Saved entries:
......

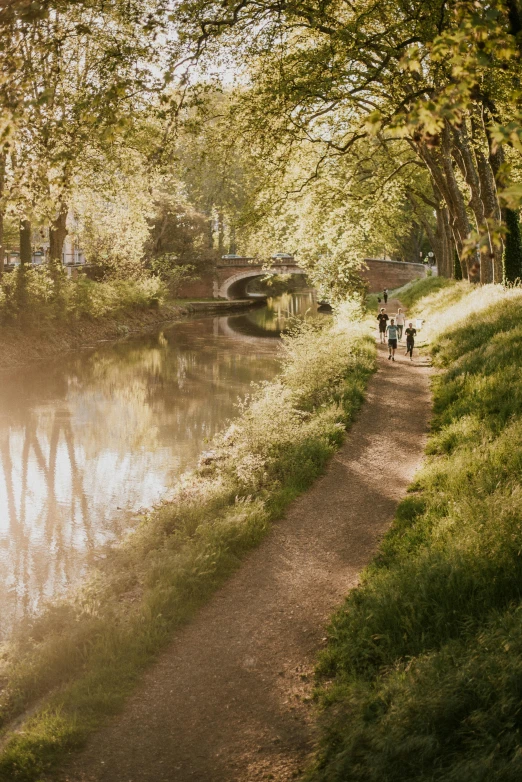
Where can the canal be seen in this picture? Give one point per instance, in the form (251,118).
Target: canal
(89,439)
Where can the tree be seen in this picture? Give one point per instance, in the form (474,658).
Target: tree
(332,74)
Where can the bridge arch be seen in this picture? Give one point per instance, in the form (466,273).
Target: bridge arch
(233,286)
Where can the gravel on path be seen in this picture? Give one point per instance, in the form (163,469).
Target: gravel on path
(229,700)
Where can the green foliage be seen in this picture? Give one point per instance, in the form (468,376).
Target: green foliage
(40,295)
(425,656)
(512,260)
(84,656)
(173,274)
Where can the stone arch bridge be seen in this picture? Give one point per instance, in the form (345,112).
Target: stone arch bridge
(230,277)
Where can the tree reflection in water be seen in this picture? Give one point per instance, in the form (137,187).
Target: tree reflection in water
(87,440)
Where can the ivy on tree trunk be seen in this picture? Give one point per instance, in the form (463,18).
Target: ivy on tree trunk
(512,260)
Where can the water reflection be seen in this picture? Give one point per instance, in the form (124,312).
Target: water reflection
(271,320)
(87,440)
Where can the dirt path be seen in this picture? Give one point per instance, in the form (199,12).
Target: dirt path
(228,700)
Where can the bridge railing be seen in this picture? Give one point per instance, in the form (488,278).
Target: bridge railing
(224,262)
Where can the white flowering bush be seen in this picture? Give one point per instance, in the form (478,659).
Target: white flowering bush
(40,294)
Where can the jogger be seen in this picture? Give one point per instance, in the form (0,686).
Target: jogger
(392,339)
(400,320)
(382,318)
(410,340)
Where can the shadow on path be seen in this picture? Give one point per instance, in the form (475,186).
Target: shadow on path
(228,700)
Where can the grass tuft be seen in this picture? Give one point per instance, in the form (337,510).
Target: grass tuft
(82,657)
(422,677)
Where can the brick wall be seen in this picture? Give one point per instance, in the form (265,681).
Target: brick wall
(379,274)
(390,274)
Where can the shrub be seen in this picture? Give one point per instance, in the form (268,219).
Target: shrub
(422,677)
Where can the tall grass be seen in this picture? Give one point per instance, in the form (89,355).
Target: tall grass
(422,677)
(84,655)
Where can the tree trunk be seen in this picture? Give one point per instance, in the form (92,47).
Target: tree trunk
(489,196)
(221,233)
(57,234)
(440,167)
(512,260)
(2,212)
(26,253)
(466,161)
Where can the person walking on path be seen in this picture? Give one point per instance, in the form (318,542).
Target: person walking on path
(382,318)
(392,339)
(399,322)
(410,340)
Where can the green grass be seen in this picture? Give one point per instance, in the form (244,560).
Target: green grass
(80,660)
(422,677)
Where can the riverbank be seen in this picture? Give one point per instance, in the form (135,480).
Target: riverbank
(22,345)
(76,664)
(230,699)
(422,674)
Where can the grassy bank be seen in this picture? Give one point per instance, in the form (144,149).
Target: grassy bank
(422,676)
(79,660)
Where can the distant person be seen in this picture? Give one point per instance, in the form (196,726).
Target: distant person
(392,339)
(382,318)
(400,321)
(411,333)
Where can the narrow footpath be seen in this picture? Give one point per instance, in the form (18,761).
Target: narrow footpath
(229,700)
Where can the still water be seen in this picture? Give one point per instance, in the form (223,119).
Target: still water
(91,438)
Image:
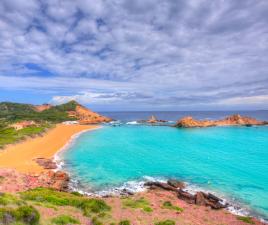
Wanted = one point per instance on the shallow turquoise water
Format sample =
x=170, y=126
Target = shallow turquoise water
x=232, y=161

......

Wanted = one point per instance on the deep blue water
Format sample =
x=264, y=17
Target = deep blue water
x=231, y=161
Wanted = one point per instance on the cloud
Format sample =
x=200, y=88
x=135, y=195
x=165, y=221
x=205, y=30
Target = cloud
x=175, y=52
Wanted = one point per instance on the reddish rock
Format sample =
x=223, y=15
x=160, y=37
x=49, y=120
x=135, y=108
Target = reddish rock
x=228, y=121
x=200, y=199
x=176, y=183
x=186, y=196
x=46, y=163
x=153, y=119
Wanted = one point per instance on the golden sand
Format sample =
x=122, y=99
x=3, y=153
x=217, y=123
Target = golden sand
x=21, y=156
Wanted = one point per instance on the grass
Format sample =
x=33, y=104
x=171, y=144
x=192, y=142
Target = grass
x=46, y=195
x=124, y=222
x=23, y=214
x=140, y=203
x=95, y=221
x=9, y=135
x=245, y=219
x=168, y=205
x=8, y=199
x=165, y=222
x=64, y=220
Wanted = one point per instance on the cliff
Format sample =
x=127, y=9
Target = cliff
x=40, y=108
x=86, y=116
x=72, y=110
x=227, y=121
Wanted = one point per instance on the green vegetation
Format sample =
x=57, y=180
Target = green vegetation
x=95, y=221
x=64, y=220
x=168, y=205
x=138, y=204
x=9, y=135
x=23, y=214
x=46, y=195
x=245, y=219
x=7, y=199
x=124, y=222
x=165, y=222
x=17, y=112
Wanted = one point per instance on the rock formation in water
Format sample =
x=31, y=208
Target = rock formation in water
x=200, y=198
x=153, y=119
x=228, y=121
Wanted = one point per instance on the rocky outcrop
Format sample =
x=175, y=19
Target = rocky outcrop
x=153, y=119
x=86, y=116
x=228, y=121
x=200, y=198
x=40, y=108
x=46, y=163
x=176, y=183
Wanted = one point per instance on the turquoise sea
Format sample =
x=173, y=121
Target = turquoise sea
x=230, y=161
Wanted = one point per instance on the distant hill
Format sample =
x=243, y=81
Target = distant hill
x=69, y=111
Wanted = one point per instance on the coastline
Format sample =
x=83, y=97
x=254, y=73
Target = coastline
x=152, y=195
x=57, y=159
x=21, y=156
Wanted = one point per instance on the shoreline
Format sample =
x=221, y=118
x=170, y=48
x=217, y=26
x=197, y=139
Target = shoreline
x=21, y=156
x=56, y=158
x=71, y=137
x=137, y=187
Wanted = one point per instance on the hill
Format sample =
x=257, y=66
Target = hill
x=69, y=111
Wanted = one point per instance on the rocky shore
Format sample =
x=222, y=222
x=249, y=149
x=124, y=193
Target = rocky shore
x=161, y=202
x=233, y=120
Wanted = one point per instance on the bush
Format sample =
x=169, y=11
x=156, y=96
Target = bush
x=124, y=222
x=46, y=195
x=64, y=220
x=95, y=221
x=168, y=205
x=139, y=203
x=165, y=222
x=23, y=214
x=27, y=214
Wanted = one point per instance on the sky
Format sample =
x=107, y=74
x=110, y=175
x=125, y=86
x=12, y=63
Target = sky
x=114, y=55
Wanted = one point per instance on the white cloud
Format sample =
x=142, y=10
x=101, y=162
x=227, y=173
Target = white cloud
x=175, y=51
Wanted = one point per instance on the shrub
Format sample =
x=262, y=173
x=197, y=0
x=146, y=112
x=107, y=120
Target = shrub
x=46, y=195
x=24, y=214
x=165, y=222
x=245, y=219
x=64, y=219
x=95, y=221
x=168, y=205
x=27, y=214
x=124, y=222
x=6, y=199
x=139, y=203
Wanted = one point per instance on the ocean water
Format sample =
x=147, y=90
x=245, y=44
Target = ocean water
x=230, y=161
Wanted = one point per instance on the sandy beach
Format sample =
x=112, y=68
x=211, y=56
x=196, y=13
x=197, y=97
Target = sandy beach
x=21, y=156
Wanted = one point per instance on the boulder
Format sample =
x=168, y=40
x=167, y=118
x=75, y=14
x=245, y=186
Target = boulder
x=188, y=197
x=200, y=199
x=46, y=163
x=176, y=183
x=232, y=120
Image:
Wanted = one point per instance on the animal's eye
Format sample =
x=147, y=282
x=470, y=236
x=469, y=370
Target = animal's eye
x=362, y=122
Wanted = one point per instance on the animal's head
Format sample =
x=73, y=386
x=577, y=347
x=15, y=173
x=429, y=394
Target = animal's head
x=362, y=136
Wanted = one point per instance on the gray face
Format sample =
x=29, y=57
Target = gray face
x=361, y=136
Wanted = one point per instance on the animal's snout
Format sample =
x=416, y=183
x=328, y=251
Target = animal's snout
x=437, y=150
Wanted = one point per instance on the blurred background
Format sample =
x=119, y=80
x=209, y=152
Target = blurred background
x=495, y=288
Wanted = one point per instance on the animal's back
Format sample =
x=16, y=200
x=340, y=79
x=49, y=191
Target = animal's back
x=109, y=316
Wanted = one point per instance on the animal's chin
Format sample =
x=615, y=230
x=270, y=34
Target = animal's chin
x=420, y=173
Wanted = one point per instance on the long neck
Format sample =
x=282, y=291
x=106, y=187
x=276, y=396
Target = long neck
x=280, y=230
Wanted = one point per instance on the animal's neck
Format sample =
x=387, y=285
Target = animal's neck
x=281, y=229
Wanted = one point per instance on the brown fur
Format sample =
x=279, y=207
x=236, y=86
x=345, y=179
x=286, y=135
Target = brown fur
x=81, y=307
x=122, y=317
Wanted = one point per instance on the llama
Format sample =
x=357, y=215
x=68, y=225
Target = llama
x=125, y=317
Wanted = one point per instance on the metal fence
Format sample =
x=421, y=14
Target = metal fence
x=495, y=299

......

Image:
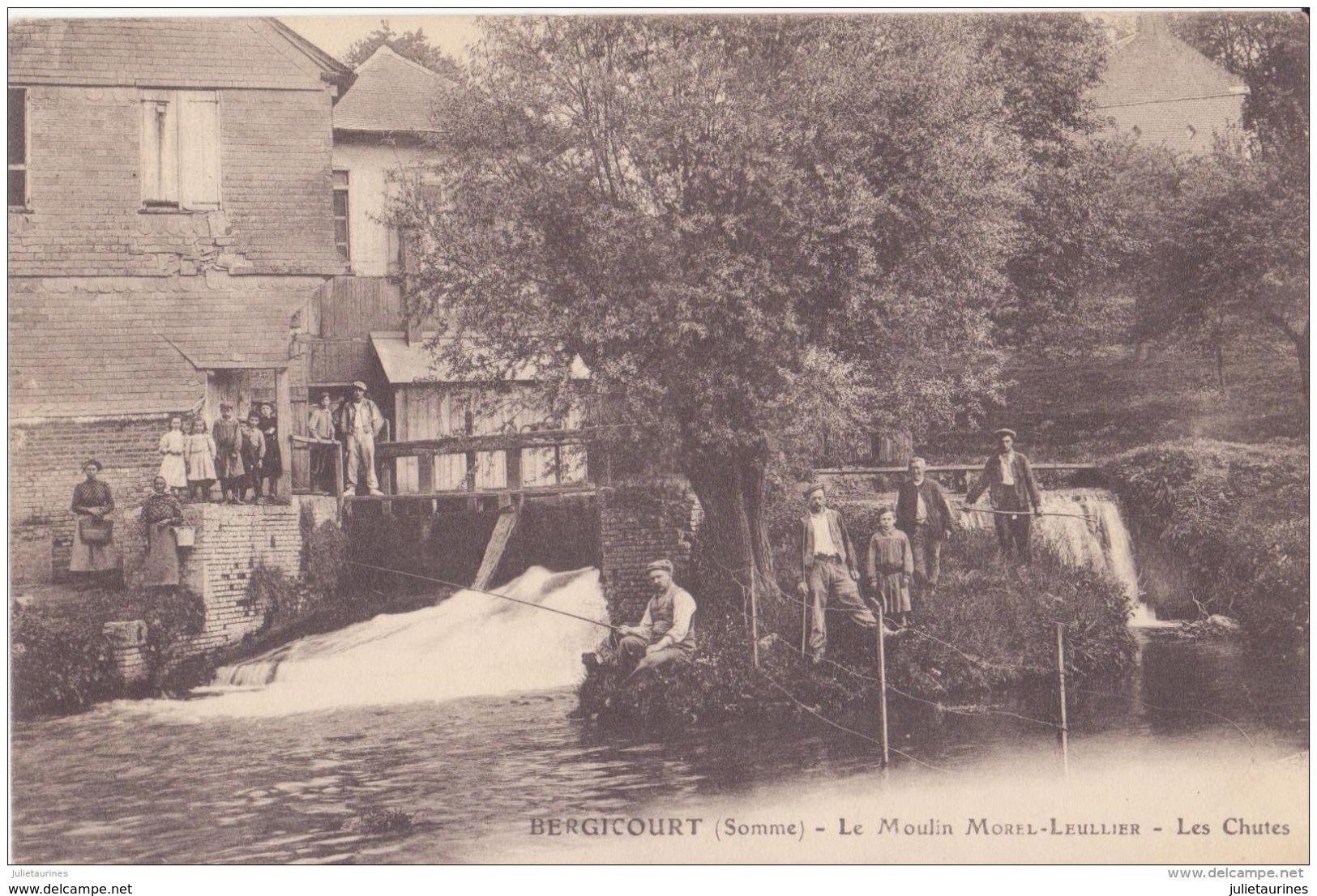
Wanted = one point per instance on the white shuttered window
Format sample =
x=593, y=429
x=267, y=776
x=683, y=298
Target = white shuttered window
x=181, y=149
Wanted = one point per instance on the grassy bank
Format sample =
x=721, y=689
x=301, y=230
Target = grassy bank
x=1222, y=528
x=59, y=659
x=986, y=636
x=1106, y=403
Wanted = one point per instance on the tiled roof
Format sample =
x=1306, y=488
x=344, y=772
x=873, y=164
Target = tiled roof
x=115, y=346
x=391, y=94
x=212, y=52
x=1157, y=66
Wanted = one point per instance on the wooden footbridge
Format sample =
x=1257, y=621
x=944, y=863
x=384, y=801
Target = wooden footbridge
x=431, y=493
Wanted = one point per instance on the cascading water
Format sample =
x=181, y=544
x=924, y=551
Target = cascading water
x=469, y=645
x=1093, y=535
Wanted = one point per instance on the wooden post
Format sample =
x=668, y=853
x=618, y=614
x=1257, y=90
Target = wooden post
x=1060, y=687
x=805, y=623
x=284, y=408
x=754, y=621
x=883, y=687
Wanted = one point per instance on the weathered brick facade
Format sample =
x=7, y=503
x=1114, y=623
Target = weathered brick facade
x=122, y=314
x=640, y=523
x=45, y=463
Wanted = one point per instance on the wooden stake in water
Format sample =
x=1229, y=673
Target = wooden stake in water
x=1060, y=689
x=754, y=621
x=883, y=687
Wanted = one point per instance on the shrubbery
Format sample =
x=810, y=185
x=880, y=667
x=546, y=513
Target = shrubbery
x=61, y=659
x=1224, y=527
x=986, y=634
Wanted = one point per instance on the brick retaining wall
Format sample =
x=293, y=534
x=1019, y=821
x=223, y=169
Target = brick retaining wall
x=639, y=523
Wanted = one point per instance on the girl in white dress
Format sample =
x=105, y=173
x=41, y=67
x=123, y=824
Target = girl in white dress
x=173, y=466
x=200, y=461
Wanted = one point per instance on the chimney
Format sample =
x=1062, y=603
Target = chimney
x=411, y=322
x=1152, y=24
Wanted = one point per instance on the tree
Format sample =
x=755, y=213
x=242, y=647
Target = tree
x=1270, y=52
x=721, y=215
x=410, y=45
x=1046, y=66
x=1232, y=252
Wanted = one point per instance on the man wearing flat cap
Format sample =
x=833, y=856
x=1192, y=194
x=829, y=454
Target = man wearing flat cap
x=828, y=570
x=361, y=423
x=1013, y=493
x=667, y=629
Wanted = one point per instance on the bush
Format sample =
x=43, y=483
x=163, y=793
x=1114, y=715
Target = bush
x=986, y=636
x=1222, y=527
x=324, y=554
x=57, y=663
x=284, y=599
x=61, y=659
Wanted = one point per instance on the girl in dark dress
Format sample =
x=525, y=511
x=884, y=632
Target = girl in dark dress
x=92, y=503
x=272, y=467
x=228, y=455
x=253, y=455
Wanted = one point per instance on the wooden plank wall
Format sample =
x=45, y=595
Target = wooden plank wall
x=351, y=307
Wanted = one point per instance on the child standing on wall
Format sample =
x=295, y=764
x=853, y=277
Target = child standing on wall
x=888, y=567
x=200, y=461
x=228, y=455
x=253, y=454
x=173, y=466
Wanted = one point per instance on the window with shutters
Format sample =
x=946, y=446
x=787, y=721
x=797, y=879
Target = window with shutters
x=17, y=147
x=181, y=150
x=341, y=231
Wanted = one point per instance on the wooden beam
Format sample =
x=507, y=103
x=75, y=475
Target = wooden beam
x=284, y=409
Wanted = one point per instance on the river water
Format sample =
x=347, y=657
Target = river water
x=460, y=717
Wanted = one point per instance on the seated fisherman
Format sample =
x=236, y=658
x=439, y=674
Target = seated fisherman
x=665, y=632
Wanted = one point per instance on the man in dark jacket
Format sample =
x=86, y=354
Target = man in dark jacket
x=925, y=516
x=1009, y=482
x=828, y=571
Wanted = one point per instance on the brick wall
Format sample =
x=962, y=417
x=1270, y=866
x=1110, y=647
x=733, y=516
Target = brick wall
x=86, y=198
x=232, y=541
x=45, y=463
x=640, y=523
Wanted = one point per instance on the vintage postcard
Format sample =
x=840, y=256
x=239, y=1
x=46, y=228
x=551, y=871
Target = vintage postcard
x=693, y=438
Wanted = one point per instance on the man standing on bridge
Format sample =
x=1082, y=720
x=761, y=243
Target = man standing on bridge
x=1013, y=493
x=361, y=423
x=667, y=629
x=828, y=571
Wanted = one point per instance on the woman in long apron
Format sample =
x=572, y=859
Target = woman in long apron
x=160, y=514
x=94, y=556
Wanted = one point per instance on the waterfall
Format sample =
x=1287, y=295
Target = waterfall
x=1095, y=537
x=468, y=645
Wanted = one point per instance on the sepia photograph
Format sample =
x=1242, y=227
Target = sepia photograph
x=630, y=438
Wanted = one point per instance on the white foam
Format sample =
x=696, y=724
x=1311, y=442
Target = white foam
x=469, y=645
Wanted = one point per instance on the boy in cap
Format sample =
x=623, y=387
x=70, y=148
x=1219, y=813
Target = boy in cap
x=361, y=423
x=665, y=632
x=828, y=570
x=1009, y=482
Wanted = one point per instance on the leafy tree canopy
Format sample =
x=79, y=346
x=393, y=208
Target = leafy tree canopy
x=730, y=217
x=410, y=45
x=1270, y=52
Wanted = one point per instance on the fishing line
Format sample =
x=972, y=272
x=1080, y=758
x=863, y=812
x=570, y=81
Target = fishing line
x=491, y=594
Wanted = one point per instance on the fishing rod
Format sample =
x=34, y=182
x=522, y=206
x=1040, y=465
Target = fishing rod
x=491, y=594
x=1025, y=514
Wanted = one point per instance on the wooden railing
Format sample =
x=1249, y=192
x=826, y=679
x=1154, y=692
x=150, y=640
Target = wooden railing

......

- TASK ITEM: Look above for the line that contains "Target = wooden footbridge". Starting there, transcribe every line exactly until you have copied the line that contains "x=1114, y=623".

- ANSWER SPACE:
Target = wooden footbridge
x=431, y=493
Wanted = one point per instance on the cascading water
Format sample =
x=181, y=544
x=924, y=551
Target = cascading water
x=469, y=645
x=1093, y=535
Wanted = one point per instance on the wooden post
Format sample =
x=668, y=853
x=618, y=614
x=1257, y=90
Target = wooden post
x=1060, y=687
x=805, y=623
x=284, y=408
x=754, y=621
x=883, y=687
Wanted = one point per instance on the weathered brick facade
Format sample =
x=7, y=503
x=1114, y=623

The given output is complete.